§ **Exercise goal**
Write out every line of the listing below without changing a character.

Entries on finding named things
-.-.-

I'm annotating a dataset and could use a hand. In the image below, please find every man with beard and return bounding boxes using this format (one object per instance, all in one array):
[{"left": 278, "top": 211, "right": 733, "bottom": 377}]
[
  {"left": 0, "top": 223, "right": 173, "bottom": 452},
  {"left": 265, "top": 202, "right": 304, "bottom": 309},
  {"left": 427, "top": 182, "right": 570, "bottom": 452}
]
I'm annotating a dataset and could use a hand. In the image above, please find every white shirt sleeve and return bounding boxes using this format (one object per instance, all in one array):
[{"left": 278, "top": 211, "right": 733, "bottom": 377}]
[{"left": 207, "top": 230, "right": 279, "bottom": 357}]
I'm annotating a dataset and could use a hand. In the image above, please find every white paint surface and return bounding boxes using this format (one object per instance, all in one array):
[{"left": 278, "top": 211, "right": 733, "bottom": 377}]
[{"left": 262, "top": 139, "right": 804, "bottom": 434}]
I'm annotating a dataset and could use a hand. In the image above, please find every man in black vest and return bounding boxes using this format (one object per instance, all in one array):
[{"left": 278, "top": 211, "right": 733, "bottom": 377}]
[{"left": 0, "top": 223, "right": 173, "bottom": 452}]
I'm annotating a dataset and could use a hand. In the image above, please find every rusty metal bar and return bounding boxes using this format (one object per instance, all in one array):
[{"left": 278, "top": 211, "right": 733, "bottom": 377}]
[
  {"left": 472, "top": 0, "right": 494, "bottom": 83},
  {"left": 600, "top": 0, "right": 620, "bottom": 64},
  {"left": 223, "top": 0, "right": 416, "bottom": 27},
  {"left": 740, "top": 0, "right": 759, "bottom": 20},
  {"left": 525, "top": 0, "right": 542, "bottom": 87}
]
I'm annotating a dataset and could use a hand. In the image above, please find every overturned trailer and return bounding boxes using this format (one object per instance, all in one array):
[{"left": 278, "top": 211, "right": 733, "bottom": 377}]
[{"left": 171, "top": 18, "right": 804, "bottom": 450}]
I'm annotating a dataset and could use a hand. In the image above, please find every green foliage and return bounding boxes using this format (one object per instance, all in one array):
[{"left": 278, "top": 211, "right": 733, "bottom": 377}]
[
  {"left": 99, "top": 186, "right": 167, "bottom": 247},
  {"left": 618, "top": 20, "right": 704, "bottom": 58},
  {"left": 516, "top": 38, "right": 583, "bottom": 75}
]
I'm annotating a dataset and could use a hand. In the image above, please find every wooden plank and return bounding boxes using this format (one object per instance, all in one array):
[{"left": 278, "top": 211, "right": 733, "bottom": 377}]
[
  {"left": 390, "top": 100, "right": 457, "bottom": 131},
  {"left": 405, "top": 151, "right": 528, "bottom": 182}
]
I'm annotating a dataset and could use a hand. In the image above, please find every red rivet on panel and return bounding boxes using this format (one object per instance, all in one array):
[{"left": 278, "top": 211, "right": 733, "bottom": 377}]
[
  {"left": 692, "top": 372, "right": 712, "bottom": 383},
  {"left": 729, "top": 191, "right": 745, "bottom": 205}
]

-.-.-

§ **Written reply**
I'm annotating a dataset and could use a hand. In the image below, please find every man with beard and return bounding boxes using this format (one object per instance, all in one array):
[{"left": 278, "top": 211, "right": 733, "bottom": 377}]
[
  {"left": 0, "top": 223, "right": 173, "bottom": 452},
  {"left": 265, "top": 202, "right": 304, "bottom": 309},
  {"left": 427, "top": 182, "right": 570, "bottom": 452}
]
I'm annotating a dataset and could use a hand. In the image above, please find every white shirt sleeve and return bounding boxes using this format (one object per instance, all in one array):
[{"left": 278, "top": 211, "right": 733, "bottom": 377}]
[{"left": 207, "top": 230, "right": 279, "bottom": 357}]
I'm annotating a dataset and could use a hand. In the image above, please find every white paint surface and return bounding boxes using this format (one object per instance, all in one array):
[{"left": 278, "top": 211, "right": 733, "bottom": 377}]
[{"left": 262, "top": 139, "right": 804, "bottom": 434}]
I'm annotating a dataset and could use a hand. In the image above, please find every man in black vest and return bounding boxes using this format (one object per instance, all in one array):
[{"left": 278, "top": 211, "right": 733, "bottom": 377}]
[{"left": 0, "top": 223, "right": 173, "bottom": 452}]
I'm annotating a dataset and could use a hand. In the image above, please find every rusty metal bar and return bounding boxes using this format (one object per instance, all in one array):
[{"left": 278, "top": 211, "right": 733, "bottom": 377}]
[
  {"left": 472, "top": 0, "right": 494, "bottom": 83},
  {"left": 600, "top": 0, "right": 620, "bottom": 64},
  {"left": 223, "top": 0, "right": 416, "bottom": 27},
  {"left": 740, "top": 0, "right": 759, "bottom": 20},
  {"left": 525, "top": 0, "right": 542, "bottom": 87}
]
I'm annotating a dataset and could use a hand. In the image above, please find every overturned trailer and return bounding boxes using this format (one object per instance, all in one array):
[{"left": 278, "top": 211, "right": 733, "bottom": 377}]
[{"left": 171, "top": 18, "right": 804, "bottom": 450}]
I'm annotating a dataset and could use a hand. In the image above, please find every green foliage and return bounding boxes using this format (one object per instance, all in one array):
[{"left": 278, "top": 211, "right": 733, "bottom": 377}]
[
  {"left": 99, "top": 186, "right": 167, "bottom": 247},
  {"left": 618, "top": 20, "right": 704, "bottom": 58},
  {"left": 516, "top": 38, "right": 583, "bottom": 75}
]
I'm annotating a dataset and could use a hand. In the image above, please find every wooden plank and return bounding boxes using this format (one object per instance, all in one array):
[{"left": 278, "top": 211, "right": 733, "bottom": 377}]
[
  {"left": 390, "top": 100, "right": 457, "bottom": 131},
  {"left": 405, "top": 151, "right": 528, "bottom": 182}
]
I'm annotating a dataset and could use a hand. In the image above, please find every red rivet on panel and return bounding boxes using this format (one object per instance, all in one array):
[{"left": 278, "top": 211, "right": 733, "bottom": 377}]
[
  {"left": 692, "top": 372, "right": 712, "bottom": 383},
  {"left": 729, "top": 191, "right": 745, "bottom": 205}
]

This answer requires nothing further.